**YOUR INSTRUCTIONS**: A faithful copy without images is required: write out all the records exactly.

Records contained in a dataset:
---

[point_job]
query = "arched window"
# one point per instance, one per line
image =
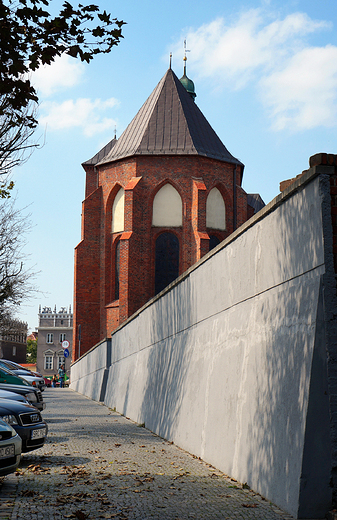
(213, 242)
(118, 212)
(215, 210)
(167, 260)
(167, 208)
(117, 265)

---

**ANSWER**:
[point_job]
query = "arched window"
# one point per instance, one per line
image =
(213, 242)
(118, 212)
(215, 210)
(167, 260)
(167, 208)
(117, 265)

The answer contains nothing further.